What follows is a set of records; repeat all of them exactly.

>>>

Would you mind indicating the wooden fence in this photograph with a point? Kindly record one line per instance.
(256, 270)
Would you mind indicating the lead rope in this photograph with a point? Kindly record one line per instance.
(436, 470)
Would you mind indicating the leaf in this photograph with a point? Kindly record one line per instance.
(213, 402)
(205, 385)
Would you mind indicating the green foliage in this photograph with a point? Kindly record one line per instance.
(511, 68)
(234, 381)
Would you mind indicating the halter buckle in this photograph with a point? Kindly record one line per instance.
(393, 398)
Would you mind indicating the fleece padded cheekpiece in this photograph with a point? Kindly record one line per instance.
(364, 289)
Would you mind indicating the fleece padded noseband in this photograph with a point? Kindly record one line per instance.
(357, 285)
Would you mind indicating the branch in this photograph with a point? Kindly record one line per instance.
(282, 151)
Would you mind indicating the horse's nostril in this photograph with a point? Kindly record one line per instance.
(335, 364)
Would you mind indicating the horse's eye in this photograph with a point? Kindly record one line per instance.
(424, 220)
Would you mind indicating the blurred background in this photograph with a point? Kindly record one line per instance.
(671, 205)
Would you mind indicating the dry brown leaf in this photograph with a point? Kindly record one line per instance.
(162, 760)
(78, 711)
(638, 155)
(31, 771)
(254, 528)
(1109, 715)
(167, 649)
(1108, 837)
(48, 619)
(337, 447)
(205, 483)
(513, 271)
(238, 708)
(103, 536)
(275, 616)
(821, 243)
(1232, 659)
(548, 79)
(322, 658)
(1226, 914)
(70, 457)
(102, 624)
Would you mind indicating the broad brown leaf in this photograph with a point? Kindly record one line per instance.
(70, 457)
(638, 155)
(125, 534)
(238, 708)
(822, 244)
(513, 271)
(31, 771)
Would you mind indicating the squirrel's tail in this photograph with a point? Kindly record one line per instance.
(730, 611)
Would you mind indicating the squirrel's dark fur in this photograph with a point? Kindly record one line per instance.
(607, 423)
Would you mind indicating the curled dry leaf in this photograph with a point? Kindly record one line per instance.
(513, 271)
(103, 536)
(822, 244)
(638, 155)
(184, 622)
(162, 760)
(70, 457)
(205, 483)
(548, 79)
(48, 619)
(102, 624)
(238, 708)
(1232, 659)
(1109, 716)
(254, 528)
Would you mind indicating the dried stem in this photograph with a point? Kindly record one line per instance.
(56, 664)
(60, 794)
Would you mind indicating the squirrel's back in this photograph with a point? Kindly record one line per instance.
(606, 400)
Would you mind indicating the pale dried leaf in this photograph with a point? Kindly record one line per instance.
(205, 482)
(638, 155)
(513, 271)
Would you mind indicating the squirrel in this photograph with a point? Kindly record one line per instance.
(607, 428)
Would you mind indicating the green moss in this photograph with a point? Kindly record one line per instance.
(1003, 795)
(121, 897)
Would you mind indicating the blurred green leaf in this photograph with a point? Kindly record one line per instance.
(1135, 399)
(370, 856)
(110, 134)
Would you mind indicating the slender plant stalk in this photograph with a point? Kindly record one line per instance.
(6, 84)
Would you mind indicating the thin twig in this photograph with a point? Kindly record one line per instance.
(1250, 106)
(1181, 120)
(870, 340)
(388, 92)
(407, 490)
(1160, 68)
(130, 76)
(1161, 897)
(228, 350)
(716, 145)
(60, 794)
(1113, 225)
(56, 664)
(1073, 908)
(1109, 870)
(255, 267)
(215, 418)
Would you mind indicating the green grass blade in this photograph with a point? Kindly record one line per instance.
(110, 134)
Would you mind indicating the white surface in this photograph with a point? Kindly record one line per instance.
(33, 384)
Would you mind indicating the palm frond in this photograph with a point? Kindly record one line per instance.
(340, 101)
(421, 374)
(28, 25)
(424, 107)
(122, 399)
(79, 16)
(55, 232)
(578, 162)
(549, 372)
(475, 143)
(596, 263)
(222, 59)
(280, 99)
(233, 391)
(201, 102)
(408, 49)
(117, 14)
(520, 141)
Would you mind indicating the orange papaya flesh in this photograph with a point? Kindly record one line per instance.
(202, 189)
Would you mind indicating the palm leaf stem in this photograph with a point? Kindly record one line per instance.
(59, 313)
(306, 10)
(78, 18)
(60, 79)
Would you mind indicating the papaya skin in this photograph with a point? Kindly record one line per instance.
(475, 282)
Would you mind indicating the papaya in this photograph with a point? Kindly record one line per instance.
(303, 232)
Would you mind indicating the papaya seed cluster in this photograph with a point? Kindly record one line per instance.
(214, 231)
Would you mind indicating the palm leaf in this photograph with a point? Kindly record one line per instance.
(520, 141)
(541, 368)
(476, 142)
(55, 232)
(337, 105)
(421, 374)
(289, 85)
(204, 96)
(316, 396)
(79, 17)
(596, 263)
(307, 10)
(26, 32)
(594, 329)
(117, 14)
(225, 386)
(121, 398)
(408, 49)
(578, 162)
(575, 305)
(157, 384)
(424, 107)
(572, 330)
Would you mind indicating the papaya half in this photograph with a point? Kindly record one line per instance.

<<<

_Reply to the exercise_.
Would you mind indicating the wooden fence in this photograph with a point? Kindly record one line per instance.
(256, 270)
Would you mind indicating the lead rope in this photograph with a point? Kindly record one line per instance.
(436, 470)
Would you mind indicating the leaf in this photograph with a point? Kindly record one line per instance.
(213, 402)
(205, 385)
Would you mind indicating the green foliage in this photograph with a point? Kindly record one line per instance.
(511, 68)
(234, 381)
Would you mind indicating the halter buckle in this photograph with a point? Kindly record one line per instance.
(393, 398)
Would you mind indicating the fleece padded cheekpiece in this photograph with a point? Kindly record one line per instance.
(364, 289)
Would you mind indicating the fleece padded noseband in this photograph with a point? Kindly record one line per instance.
(357, 285)
Would you mind indicating the branch in this photograph with a point? Kindly record one line per instance.
(282, 151)
Would you mind indicating the horse's nostril in this photograph with a point? Kindly record one line per instance.
(335, 364)
Would you mind indicating the horse's eye in this photograph with a point? Kindly record one line per instance.
(424, 220)
Would you mind indicating the blurred background in this photograph with a point? Kindly record one line per instance.
(671, 205)
Would you mind indicating the dry brown leaf in this photograph with a point? Kindly record one line per instance.
(162, 760)
(78, 711)
(638, 155)
(31, 771)
(254, 528)
(1109, 715)
(167, 649)
(1108, 837)
(48, 619)
(337, 447)
(205, 483)
(513, 271)
(238, 708)
(103, 536)
(275, 616)
(821, 243)
(1232, 659)
(548, 79)
(322, 658)
(1226, 914)
(70, 457)
(102, 624)
Would you mind indicating the broad brown leaf in this photograph with a point? Kindly record one line per instance.
(70, 457)
(638, 155)
(125, 534)
(238, 708)
(822, 244)
(513, 271)
(31, 771)
Would you mind indicating the squirrel's tail in this photograph with a point? Kindly record one line per instance.
(730, 611)
Would you mind indicating the squirrel's dark fur in this photograph with a point? Kindly record one line per instance.
(607, 423)
Would you mind indicating the curled dry leaf in this photograph with a point? Kindly record one line per instance.
(513, 271)
(103, 536)
(822, 244)
(638, 155)
(184, 622)
(162, 760)
(70, 457)
(205, 483)
(548, 79)
(48, 619)
(102, 624)
(238, 708)
(1232, 659)
(1109, 716)
(254, 528)
Would you mind indicating the dried stem in this photograph with a point? Kindly record one line per instance.
(56, 664)
(60, 794)
Would you mind indicating the squirrel's back in this photograph with a point? Kindly record one line per instance.
(606, 400)
Would you mind indicating the pale dried leaf in this photograph with a point? Kindly record one line per instance.
(205, 482)
(638, 155)
(513, 271)
Would you mind indicating the squirrel in this photograph with a point? Kindly record one line per instance.
(607, 428)
Would you mind indicating the green moss in this photograph with a point? Kindly record one line per instance.
(1003, 795)
(121, 897)
Would you mind indicating the blurred green leaf in this photograph with a point? Kindly record one line per instance.
(1135, 399)
(370, 856)
(110, 134)
Would you mind indicating the slender plant stalk in this photograph with a point? Kindly record one line per instance.
(6, 84)
Would you mind indicating the thin twig in this photograph with a point? Kindly record one line per instance.
(1250, 106)
(1181, 120)
(870, 340)
(388, 92)
(407, 490)
(1160, 68)
(130, 76)
(1161, 897)
(228, 350)
(716, 145)
(60, 794)
(1113, 225)
(56, 664)
(1073, 908)
(1109, 870)
(255, 267)
(215, 418)
Would you mind indicating the green grass blade in this photograph with a point? Kindly record one line per instance.
(110, 134)
Would you mind indicating the white surface in this photograph with a point? Kindly record one line per instance.
(33, 384)
Would you mind indicating the palm frond in this photograph with a point? Kindly record one line per instance.
(340, 101)
(421, 374)
(28, 25)
(424, 107)
(122, 399)
(79, 16)
(55, 232)
(578, 162)
(549, 372)
(475, 143)
(596, 263)
(222, 59)
(280, 99)
(233, 391)
(201, 102)
(408, 49)
(117, 14)
(520, 141)
Would you mind indicating the orange papaya flesh in this photograph with a point? Kindly record one line per instance.
(202, 189)
Would you mind indicating the palm leaf stem in this photograph with a point? Kindly record one line per instance.
(59, 313)
(306, 10)
(78, 18)
(60, 79)
Would you mind indicating the papaya skin in this photograph with a point? Kindly record one line per instance.
(475, 282)
Would you mind indicating the papaya in this photograph with a point? Kindly record one line per instance.
(303, 232)
Would you mind indicating the papaya seed cluster in this photograph with a point? Kindly record one line per instance.
(214, 231)
Would you mind indicating the palm leaf in this photograph with a point? Kindly record one line per instance.
(520, 141)
(541, 368)
(476, 142)
(55, 232)
(337, 105)
(421, 374)
(289, 85)
(204, 96)
(316, 396)
(79, 17)
(596, 263)
(307, 10)
(26, 32)
(594, 329)
(117, 14)
(225, 386)
(121, 398)
(408, 49)
(578, 162)
(575, 305)
(157, 384)
(424, 107)
(572, 330)
Would you mind indicating the papaya half in this photograph with a point? Kindly record one line per instance.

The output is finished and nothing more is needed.